* _Written instruction_
Duplicate the entries below line for line, without changing any character.

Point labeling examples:
☆ ☆ ☆ ☆ ☆ ☆ ☆
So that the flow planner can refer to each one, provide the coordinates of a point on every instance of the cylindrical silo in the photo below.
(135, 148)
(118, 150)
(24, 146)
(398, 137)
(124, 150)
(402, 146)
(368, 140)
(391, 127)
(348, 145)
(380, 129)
☆ ☆ ☆ ☆ ☆ ☆ ☆
* _Expected output_
So that the flow planner can refer to each one, provide the coordinates of a point on every instance of the cylindrical silo in the photo below.
(135, 148)
(118, 150)
(24, 146)
(398, 137)
(124, 150)
(402, 146)
(368, 140)
(391, 127)
(348, 145)
(380, 129)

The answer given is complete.